Stated exercise a – In the project description, how many tables are in each site's .7z archive?
**** Document excerpt
$30
1 Introduction
1.1 Data
We will continue to work on data from the Stack Exchange network. However, you will be using more data
for this project - not only simplified data from Travel Stack Exchange forum - but from other forums as well.
At https://archive.org/details/stackexchange an anonymized dump of all user-contributed content on the
Stack Exchange network is available. In all cases (except for the StackOverflow - due to its size) each website
is saved as one .7z archive, which contains 8 tables (XML files Badges,Comments, PostHistory,PostLinks,
Posts, Tags,Users and Votes). Detailed description can be found on the https://archive.org/27/items/
stackexchange/readme.txt and https://meta.stackexchange.com/questions/2677.
You must select at least three sites for analysis, one of which must be not small (> 100 MB).
Prepare the code needed to load data sets. The quality of the code will be taken into account here, e.g., code
must be closed in well documented, specialized functions so as to avoid duplication etc. Scripts / moduls
must be named clearly and documented as well. Prepared scripts / moduls should allow for automatic data
loading (from any forum) based on the given path. Moreover, write code / functions to prepare data for
analysis, i.e., the variables containging dates should be transform into correct format (if needed), all missing
values should be denoted as NA.
Explanatory data analysis
Prepare a short report (in R - Rmd/html or in Python - ipynb/html) containig explanatory analysis of chosen
sets:
1. description of available variables;
2. basic statists concerning them;
3. information about missing values;
4. etc.
********
Stated exercise b – Count the lines in the rows below that contain the string "hull", where case counts. Reply with the number only.
**** Records for this task
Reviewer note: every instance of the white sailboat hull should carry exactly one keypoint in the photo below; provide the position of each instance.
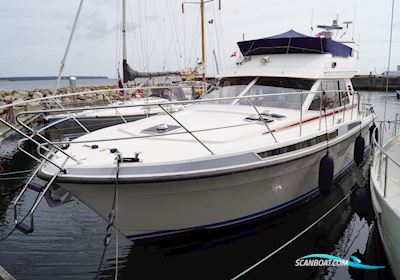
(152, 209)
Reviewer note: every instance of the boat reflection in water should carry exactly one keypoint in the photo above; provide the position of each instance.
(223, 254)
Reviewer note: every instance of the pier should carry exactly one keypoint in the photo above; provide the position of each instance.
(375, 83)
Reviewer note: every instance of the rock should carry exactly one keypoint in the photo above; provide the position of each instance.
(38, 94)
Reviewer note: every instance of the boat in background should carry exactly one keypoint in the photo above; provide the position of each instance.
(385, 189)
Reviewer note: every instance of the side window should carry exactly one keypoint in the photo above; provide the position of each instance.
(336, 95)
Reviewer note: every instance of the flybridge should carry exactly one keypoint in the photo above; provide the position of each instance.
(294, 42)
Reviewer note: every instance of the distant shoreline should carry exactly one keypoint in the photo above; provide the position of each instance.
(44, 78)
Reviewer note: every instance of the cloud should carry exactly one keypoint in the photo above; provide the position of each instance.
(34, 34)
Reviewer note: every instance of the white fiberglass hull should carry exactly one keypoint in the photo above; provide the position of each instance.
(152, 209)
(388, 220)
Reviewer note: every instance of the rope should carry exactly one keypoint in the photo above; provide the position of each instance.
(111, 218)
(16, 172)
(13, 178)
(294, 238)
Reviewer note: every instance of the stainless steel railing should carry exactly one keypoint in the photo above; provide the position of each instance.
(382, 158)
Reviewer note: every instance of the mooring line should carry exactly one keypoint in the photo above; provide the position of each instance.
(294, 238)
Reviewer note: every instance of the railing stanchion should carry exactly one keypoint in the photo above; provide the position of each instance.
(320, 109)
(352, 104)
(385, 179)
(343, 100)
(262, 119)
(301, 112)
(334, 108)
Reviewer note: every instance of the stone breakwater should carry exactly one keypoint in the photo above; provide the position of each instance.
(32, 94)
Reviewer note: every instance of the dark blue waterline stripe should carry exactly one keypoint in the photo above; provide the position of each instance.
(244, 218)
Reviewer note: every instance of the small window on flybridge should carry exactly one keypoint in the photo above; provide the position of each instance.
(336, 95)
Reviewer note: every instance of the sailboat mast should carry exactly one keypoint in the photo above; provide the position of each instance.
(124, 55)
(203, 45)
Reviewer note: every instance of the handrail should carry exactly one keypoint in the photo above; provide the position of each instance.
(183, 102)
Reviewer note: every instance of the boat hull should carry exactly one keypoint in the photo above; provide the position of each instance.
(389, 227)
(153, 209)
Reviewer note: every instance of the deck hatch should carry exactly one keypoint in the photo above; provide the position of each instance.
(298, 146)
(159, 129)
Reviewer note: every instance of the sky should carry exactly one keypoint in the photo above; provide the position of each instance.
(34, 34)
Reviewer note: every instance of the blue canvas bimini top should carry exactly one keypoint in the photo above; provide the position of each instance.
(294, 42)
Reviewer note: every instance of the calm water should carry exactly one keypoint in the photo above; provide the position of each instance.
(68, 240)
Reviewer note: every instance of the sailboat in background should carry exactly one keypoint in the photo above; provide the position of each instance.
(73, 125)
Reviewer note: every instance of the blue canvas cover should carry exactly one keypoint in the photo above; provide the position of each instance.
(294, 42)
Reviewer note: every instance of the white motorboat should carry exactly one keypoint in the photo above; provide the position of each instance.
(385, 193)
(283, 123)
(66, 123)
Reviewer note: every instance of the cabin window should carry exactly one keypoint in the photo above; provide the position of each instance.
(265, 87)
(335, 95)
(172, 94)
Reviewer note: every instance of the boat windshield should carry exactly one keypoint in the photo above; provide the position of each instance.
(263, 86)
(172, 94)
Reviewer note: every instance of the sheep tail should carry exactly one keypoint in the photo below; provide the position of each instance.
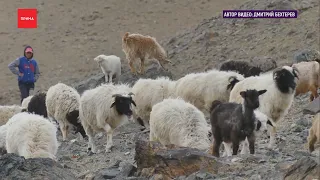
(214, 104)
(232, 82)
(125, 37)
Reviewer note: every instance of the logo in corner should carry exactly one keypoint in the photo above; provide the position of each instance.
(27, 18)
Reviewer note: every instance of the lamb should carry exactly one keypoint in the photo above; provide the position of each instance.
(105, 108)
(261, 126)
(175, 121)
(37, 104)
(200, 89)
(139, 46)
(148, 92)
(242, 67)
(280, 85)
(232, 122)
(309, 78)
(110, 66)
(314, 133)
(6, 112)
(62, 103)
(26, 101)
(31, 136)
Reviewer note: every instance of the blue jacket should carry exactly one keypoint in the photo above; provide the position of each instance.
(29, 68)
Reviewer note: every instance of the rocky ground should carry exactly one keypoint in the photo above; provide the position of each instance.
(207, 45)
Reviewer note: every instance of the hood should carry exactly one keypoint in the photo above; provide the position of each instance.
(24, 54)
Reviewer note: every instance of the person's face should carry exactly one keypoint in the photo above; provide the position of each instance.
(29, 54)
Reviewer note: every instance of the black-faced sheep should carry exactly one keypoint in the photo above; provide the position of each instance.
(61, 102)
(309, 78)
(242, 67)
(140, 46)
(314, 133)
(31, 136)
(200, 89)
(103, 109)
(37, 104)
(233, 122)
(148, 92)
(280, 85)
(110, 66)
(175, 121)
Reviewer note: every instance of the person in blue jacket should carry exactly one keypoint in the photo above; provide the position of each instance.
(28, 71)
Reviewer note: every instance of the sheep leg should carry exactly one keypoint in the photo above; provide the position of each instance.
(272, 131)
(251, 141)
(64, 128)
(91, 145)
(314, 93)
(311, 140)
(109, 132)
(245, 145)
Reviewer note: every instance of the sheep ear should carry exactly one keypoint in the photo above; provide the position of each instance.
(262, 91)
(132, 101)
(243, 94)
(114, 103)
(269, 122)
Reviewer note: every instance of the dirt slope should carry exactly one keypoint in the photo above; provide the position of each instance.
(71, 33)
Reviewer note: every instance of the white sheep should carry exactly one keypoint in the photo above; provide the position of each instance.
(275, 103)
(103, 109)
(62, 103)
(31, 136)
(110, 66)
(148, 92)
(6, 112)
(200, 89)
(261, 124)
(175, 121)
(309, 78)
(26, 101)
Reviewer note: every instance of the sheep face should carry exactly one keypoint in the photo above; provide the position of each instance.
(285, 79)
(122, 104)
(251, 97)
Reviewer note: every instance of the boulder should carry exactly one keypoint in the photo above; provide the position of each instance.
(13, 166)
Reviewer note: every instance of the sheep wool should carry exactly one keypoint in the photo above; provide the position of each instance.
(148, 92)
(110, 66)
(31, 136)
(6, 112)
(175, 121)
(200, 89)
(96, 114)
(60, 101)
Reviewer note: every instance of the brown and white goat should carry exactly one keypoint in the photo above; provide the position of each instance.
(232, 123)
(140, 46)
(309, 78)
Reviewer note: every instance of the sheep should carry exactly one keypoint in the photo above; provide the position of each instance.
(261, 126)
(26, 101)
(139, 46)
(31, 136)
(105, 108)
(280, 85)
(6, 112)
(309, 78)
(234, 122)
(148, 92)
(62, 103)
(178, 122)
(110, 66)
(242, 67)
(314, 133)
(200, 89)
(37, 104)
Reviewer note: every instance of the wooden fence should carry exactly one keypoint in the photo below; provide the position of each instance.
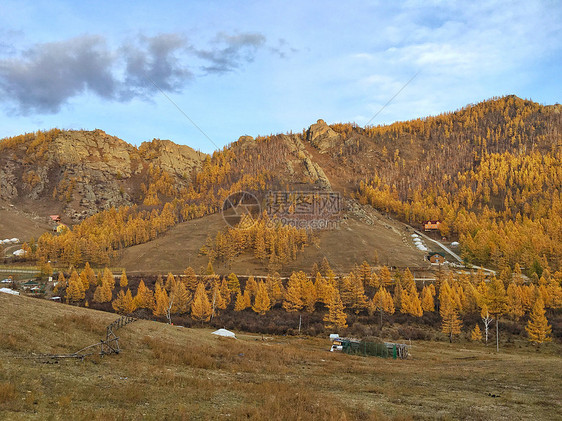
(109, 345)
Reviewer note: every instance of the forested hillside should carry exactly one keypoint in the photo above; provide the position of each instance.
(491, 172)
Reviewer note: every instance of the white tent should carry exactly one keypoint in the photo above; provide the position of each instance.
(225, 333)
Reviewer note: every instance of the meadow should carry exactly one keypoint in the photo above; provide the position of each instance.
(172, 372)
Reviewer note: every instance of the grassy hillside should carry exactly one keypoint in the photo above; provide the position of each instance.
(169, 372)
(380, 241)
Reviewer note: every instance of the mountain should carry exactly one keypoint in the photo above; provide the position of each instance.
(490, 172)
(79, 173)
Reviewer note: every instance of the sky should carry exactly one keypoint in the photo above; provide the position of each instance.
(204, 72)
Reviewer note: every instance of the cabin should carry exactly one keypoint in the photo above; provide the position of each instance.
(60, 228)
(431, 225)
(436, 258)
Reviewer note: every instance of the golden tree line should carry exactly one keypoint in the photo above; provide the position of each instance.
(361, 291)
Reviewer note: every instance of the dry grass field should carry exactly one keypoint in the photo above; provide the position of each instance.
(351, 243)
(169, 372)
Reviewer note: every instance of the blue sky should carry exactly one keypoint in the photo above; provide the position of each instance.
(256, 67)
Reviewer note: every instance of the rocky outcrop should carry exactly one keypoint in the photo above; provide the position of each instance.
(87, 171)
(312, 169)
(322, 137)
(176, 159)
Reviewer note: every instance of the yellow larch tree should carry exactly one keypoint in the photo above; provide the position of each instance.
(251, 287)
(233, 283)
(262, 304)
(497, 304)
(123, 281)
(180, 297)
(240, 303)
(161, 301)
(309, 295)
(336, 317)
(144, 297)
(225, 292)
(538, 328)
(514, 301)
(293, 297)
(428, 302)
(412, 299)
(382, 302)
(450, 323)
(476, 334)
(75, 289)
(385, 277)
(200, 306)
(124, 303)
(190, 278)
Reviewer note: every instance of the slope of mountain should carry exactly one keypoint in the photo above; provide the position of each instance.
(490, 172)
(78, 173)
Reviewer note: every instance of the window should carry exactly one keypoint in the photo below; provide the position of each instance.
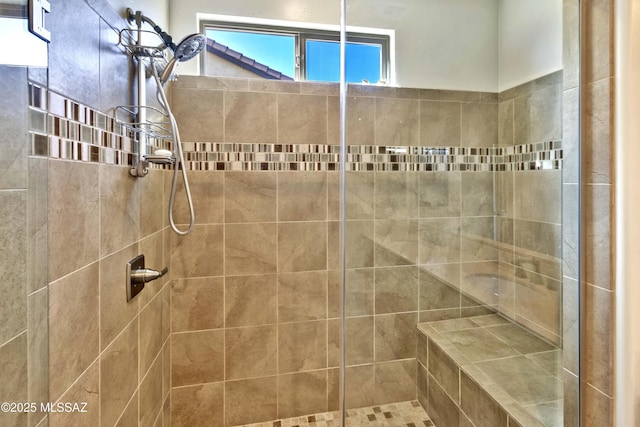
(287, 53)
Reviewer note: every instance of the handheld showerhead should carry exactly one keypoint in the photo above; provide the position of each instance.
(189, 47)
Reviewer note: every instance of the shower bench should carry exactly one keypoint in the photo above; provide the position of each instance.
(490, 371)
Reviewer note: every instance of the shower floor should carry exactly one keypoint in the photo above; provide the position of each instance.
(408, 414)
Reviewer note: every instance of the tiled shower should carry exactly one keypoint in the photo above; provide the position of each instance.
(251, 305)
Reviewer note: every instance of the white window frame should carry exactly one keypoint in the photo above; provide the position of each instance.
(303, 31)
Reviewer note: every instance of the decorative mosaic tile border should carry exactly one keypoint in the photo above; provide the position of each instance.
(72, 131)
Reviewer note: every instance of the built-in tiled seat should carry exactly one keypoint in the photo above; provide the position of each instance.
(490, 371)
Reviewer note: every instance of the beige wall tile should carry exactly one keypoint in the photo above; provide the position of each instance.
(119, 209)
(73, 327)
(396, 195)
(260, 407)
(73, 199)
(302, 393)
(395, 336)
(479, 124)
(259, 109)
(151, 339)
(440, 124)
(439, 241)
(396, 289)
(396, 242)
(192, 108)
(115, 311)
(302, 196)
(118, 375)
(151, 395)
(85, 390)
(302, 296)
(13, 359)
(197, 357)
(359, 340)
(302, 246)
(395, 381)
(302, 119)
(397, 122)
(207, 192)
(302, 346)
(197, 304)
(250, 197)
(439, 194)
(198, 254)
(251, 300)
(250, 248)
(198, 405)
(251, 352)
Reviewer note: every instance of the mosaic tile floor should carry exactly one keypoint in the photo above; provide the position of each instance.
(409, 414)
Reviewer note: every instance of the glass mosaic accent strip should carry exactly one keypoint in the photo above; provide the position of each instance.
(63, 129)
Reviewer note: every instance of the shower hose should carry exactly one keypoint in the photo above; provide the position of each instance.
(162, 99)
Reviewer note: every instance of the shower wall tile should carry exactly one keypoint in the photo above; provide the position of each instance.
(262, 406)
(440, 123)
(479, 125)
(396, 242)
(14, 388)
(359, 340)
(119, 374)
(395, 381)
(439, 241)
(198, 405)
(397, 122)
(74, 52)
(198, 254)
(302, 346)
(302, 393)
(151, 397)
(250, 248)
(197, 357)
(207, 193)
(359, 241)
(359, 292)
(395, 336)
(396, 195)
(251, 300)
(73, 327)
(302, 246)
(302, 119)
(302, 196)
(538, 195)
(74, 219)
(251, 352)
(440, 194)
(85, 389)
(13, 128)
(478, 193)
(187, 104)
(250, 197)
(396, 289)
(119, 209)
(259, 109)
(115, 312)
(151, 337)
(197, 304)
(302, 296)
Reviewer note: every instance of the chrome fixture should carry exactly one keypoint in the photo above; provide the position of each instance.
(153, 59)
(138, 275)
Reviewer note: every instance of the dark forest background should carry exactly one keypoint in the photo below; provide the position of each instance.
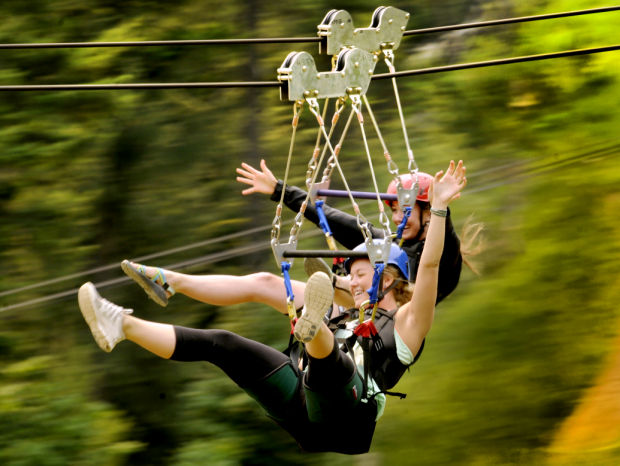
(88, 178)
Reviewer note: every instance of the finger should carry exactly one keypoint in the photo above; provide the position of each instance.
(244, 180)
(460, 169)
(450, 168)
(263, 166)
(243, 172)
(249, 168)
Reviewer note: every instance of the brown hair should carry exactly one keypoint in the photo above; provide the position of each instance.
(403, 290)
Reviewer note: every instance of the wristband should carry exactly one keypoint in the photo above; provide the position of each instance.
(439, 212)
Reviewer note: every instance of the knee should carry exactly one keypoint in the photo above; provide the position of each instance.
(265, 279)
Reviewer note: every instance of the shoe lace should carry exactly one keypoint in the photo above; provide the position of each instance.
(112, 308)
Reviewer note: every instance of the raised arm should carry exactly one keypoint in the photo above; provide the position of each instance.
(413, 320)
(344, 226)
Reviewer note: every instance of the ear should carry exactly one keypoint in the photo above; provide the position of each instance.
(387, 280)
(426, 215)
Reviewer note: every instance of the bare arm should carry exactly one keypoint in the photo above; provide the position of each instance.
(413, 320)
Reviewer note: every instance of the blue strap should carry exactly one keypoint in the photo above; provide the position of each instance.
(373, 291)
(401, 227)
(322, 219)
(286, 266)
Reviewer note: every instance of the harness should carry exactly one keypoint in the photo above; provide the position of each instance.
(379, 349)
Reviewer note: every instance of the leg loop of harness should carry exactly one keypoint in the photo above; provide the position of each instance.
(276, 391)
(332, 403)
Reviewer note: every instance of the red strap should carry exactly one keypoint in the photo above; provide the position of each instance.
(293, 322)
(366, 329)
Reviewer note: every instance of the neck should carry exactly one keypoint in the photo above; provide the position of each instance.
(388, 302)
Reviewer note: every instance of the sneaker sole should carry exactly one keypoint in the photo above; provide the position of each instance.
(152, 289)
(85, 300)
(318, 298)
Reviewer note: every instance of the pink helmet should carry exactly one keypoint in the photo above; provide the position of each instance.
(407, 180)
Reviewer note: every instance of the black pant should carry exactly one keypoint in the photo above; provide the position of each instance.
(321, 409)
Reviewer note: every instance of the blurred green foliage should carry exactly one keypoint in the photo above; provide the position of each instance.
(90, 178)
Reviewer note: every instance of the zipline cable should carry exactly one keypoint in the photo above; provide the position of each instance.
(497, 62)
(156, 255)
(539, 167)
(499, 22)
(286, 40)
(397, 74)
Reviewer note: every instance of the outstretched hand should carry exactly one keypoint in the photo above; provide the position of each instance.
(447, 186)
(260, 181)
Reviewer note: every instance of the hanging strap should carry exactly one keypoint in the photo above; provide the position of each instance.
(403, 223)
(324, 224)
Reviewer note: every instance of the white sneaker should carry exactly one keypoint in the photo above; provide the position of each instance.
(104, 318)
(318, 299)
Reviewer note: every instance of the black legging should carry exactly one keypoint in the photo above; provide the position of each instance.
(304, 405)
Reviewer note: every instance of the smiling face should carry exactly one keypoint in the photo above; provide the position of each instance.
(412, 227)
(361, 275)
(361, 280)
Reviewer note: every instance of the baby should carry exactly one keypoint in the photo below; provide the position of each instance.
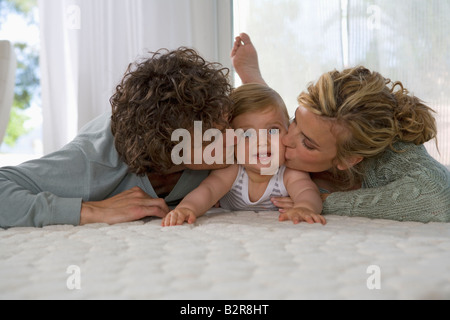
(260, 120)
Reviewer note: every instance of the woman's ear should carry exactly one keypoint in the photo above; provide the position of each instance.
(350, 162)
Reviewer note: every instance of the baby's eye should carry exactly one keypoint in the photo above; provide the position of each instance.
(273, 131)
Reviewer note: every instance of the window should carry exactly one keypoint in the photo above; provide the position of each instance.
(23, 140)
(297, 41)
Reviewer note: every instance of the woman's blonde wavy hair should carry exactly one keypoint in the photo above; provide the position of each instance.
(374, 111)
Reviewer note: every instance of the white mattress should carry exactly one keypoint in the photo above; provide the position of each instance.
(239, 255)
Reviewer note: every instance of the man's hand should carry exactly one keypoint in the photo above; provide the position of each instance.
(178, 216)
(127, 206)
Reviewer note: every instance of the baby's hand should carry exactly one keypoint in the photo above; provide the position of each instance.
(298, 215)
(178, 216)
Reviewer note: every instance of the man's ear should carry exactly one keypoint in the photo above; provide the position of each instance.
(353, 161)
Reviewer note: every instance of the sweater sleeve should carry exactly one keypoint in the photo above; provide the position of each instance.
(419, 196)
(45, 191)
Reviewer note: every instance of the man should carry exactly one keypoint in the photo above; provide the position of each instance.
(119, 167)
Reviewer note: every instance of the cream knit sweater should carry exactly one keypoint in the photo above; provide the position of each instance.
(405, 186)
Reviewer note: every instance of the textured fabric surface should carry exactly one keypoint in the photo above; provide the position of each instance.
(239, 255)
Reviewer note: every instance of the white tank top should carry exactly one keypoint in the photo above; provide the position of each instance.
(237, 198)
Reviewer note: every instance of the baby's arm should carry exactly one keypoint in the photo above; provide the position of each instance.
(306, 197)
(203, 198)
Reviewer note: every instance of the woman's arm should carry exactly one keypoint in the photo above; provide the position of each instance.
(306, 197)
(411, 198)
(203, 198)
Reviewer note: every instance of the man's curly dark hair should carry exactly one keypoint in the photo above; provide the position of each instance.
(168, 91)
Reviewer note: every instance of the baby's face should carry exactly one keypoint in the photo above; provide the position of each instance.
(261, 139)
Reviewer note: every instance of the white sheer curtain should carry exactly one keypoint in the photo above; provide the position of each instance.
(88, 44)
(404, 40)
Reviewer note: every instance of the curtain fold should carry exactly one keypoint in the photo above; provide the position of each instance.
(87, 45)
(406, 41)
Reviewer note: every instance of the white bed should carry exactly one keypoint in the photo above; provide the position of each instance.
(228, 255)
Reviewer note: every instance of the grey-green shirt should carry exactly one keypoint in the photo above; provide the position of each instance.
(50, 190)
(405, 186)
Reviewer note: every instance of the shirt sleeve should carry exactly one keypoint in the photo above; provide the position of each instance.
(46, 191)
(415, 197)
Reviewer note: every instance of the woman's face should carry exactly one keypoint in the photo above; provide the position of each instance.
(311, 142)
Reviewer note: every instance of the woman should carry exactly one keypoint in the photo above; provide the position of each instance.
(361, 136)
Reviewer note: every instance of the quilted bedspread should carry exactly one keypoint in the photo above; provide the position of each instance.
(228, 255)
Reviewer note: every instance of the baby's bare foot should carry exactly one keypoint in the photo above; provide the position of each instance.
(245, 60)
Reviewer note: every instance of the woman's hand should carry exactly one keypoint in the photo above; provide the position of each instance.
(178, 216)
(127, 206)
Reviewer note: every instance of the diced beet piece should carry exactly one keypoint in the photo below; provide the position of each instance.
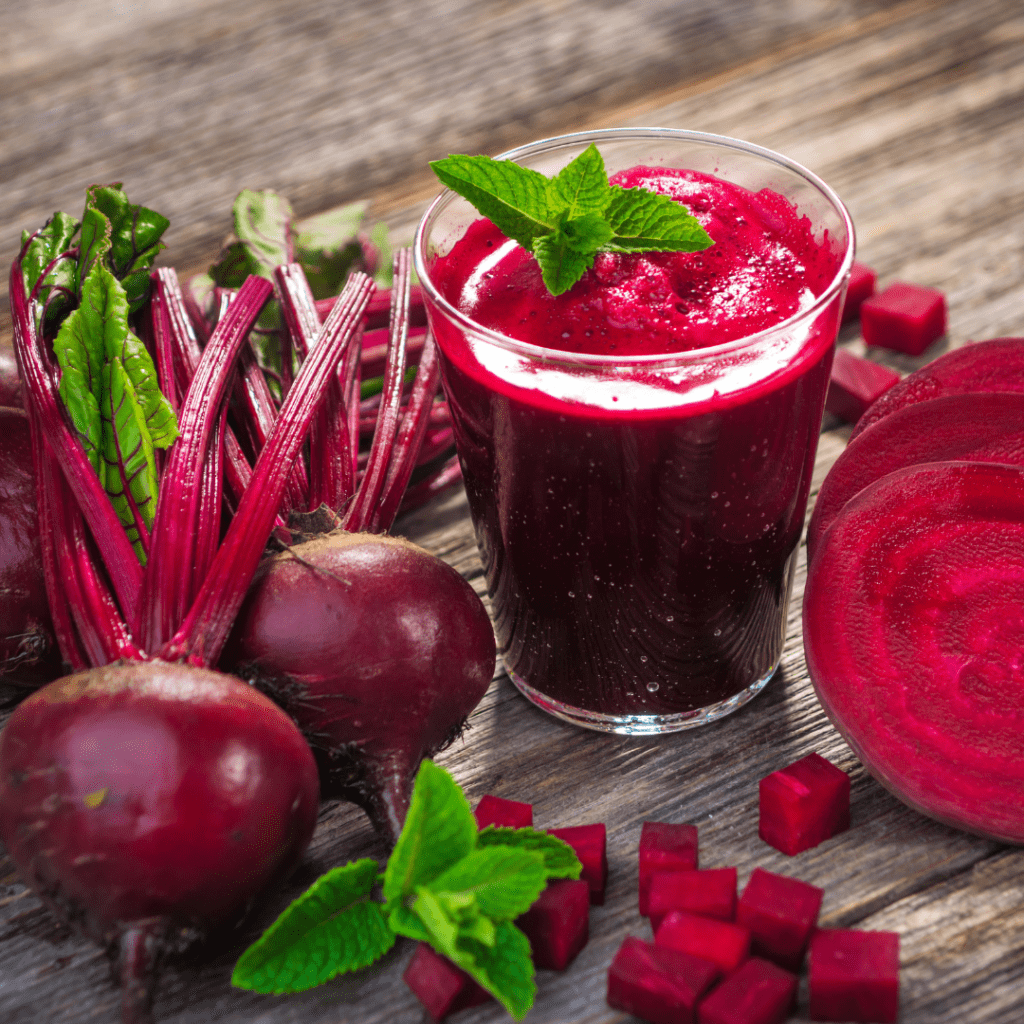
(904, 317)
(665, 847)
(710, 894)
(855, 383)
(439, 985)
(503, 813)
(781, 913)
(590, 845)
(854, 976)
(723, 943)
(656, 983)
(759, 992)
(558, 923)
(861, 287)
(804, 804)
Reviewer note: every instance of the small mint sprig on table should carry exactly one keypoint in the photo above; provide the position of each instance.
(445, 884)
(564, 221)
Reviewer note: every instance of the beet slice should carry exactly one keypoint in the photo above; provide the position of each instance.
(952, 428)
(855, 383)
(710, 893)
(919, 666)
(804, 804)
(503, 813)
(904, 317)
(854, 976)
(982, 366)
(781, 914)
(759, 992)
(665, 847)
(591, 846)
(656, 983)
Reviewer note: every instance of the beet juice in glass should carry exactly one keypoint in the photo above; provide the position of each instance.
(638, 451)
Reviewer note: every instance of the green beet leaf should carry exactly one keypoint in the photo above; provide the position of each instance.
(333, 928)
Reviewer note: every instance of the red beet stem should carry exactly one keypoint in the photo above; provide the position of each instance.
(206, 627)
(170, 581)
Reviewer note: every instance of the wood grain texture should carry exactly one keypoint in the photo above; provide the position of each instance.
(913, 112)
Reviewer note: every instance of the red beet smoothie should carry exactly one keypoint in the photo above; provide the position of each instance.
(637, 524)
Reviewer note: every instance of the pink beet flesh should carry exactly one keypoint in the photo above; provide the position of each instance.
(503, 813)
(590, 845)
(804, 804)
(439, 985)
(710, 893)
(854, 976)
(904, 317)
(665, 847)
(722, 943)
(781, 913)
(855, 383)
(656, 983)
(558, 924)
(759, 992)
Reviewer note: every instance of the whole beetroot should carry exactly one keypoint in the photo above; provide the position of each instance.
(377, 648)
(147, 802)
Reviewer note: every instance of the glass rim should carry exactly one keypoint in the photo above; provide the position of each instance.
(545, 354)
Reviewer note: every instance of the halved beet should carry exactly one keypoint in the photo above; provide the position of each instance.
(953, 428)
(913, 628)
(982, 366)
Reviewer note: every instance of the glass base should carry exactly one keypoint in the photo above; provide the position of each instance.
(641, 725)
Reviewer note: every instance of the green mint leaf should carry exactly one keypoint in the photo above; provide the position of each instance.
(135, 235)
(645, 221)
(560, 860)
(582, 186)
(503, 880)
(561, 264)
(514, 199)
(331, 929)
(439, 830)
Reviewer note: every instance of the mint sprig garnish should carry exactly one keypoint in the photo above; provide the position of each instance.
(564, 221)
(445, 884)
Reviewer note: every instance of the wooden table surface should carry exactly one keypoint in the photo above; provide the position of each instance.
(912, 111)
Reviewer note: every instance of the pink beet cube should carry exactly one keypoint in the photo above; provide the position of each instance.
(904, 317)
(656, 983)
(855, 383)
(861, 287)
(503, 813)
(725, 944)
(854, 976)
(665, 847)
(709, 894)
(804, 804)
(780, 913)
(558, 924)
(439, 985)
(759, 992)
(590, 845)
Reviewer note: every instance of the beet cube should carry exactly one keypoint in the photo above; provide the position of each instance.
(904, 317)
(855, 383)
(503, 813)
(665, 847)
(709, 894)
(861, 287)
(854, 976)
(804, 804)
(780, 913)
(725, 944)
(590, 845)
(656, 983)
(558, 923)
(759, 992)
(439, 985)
********
Written reply a – Eight tables.

Written reply b – 3